=== EXERCISE DETAILS ===
Pick out and copy every line of the rows below that contains the word "wooden".
━━ GIVEN INFORMATION ━━
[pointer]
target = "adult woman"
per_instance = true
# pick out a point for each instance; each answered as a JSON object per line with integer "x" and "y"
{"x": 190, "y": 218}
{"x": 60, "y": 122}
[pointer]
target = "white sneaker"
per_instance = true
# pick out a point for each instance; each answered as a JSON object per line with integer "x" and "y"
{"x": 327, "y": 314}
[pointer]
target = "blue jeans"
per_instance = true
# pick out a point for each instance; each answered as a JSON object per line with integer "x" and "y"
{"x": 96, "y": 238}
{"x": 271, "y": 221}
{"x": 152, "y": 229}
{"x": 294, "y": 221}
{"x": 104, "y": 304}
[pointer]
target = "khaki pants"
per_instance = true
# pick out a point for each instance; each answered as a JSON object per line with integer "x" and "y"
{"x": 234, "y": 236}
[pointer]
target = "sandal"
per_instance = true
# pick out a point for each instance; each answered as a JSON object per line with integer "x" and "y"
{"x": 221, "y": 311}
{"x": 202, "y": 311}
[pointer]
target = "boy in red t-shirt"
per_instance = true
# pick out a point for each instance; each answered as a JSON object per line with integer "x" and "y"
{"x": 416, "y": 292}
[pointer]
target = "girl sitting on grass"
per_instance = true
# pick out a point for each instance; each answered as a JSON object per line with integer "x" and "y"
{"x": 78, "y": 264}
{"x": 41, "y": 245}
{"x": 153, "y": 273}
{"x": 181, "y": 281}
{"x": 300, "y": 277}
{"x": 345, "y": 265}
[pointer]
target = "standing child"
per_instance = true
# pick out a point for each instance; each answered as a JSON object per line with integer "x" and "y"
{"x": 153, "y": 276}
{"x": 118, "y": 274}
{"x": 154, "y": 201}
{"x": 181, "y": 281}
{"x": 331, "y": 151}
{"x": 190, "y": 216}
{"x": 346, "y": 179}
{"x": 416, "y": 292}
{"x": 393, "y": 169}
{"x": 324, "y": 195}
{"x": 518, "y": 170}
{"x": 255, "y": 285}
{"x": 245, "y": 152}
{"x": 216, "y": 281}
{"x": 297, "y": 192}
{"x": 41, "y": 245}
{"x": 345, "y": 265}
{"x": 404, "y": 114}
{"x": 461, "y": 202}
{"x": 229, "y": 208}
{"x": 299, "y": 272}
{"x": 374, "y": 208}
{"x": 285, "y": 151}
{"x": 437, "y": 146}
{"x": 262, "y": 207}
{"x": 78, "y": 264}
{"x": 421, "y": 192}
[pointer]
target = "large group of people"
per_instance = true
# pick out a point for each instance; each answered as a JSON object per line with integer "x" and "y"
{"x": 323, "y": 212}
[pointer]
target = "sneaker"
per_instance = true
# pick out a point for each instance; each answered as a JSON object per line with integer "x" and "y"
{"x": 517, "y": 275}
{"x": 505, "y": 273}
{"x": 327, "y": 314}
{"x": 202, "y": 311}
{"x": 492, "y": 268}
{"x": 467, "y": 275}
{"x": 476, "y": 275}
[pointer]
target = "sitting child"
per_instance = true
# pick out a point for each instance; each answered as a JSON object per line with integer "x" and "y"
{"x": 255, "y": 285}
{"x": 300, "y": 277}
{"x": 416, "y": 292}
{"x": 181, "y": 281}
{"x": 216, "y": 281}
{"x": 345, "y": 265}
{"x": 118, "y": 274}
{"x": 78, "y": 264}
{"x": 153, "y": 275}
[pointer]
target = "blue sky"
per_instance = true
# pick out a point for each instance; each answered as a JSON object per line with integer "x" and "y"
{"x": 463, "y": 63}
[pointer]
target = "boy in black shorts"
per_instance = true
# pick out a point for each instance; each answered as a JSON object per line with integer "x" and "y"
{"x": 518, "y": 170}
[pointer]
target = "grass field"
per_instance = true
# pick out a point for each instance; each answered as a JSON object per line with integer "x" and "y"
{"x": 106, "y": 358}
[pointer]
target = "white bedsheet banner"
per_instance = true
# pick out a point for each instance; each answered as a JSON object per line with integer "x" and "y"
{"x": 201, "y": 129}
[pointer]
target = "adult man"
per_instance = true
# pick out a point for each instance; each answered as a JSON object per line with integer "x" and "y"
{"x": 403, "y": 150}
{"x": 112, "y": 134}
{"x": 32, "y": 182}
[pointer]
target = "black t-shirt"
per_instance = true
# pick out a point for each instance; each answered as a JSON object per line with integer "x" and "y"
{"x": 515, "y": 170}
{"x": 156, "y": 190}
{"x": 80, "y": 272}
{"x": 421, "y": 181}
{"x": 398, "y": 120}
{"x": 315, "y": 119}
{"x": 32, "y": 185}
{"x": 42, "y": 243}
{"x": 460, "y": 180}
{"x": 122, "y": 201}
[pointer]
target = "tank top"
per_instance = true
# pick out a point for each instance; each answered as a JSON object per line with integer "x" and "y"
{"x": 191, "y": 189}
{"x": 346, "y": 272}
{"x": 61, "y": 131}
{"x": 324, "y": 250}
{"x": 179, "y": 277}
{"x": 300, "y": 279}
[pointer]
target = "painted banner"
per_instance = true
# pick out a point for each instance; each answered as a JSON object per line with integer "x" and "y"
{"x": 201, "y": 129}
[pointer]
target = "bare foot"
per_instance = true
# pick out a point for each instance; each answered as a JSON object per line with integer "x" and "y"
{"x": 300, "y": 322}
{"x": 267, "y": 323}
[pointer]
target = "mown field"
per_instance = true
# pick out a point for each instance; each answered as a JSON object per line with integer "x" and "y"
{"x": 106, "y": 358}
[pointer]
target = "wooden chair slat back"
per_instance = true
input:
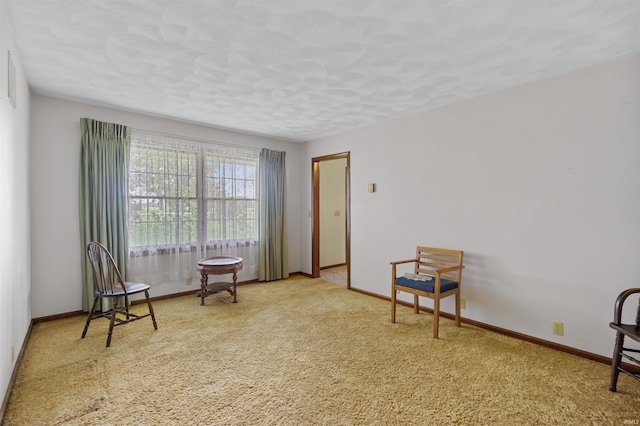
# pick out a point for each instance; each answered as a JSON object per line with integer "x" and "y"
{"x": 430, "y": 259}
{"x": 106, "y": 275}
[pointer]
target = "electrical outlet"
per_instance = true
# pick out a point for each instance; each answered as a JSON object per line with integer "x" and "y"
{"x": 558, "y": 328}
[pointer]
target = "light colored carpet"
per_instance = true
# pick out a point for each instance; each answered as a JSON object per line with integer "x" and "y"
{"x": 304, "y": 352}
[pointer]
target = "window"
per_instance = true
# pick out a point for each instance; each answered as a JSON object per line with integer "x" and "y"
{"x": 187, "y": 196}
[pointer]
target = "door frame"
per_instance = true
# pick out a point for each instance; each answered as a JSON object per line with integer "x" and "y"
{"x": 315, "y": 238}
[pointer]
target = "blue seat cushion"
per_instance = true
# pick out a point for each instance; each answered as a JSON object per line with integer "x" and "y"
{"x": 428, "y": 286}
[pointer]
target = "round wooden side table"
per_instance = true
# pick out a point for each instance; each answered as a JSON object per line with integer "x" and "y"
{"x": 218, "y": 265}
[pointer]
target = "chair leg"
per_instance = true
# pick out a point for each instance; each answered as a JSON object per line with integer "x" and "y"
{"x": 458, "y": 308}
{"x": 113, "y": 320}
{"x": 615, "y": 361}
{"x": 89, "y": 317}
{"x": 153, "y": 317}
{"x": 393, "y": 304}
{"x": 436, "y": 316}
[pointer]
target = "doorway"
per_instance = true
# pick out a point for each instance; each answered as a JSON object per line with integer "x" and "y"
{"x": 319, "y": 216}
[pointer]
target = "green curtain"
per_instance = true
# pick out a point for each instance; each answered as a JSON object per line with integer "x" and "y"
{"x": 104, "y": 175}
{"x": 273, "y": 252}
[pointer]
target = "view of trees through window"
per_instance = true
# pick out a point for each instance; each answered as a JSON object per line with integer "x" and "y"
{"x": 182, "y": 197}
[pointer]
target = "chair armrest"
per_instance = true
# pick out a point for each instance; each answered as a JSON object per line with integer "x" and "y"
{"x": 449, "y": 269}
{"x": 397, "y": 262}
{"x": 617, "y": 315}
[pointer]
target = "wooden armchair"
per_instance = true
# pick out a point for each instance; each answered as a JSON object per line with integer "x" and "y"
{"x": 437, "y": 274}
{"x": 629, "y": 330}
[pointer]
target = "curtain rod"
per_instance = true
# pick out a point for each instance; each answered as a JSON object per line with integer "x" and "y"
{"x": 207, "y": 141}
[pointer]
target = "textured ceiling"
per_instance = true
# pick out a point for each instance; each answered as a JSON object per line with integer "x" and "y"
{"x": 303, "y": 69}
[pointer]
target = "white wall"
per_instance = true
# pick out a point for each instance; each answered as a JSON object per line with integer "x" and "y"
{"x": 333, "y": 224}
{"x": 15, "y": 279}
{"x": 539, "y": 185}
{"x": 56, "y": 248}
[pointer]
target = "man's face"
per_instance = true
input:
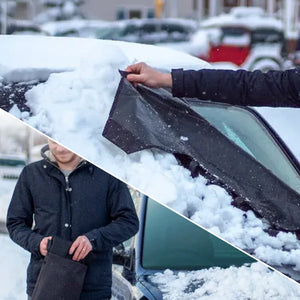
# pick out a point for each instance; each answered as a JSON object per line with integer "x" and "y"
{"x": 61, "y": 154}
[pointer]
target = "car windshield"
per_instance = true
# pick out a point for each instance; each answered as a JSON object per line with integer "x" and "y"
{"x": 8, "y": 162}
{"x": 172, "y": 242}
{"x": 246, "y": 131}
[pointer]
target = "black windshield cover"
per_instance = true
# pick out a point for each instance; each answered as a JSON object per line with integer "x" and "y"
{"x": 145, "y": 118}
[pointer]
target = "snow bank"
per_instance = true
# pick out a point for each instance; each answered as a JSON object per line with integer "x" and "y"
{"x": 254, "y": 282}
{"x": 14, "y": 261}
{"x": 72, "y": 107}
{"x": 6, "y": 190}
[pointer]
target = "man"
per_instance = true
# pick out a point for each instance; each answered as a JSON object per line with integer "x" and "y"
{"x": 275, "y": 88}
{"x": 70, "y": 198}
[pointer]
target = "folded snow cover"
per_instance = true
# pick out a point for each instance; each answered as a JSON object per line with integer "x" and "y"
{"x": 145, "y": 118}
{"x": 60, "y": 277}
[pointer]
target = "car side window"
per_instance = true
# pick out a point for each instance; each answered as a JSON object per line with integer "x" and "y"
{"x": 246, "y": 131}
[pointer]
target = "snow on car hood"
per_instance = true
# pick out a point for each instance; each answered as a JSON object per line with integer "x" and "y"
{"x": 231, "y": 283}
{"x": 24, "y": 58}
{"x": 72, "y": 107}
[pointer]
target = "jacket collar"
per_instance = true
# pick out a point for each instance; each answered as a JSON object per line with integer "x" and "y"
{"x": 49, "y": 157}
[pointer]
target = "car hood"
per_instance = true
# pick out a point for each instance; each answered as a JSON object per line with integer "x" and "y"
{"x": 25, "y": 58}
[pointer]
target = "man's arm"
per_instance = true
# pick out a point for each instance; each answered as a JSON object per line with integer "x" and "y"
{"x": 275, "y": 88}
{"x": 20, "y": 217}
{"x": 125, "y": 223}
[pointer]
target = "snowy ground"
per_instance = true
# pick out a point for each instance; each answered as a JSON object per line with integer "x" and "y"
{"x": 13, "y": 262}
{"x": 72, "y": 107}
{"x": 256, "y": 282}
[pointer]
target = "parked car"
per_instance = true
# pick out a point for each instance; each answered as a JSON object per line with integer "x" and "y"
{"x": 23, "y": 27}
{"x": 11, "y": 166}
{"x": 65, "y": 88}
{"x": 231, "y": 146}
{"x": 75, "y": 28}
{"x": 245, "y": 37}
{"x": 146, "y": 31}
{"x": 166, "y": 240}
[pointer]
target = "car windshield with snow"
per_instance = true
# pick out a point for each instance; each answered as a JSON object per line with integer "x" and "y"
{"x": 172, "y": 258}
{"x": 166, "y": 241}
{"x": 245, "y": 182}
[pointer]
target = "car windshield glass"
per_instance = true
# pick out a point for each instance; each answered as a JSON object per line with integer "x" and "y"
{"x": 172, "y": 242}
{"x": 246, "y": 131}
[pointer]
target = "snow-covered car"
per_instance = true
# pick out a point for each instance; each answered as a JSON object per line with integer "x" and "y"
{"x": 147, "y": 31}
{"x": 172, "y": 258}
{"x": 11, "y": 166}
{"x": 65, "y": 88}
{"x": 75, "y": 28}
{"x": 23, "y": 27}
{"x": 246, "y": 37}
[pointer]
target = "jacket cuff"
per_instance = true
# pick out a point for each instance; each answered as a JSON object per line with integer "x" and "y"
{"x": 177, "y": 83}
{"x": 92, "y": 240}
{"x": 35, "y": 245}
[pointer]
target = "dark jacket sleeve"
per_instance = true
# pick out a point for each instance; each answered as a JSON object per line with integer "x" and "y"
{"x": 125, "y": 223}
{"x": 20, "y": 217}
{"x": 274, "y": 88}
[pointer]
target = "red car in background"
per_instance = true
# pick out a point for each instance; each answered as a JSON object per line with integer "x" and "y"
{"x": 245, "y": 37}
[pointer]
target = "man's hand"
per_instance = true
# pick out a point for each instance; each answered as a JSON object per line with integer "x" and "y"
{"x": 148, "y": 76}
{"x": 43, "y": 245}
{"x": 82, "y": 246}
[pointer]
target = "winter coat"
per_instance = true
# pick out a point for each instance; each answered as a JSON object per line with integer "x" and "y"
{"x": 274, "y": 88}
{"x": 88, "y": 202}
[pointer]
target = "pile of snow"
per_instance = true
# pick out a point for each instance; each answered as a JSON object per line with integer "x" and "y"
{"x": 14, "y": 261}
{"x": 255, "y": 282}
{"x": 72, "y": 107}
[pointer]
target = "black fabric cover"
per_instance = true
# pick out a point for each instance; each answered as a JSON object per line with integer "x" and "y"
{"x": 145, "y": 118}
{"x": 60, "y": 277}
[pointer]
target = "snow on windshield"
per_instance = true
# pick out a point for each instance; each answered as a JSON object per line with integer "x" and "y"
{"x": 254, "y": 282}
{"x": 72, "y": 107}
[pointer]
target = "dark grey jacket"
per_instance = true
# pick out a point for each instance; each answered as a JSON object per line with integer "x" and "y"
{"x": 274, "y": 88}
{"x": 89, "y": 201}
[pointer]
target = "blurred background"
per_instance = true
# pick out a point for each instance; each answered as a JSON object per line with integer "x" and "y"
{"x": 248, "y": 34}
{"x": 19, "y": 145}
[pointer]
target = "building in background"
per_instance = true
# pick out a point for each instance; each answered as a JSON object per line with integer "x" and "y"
━━━
=== REPLY ===
target = "wooden chair slat back"
target = "round wooden side table"
target = "wooden armchair"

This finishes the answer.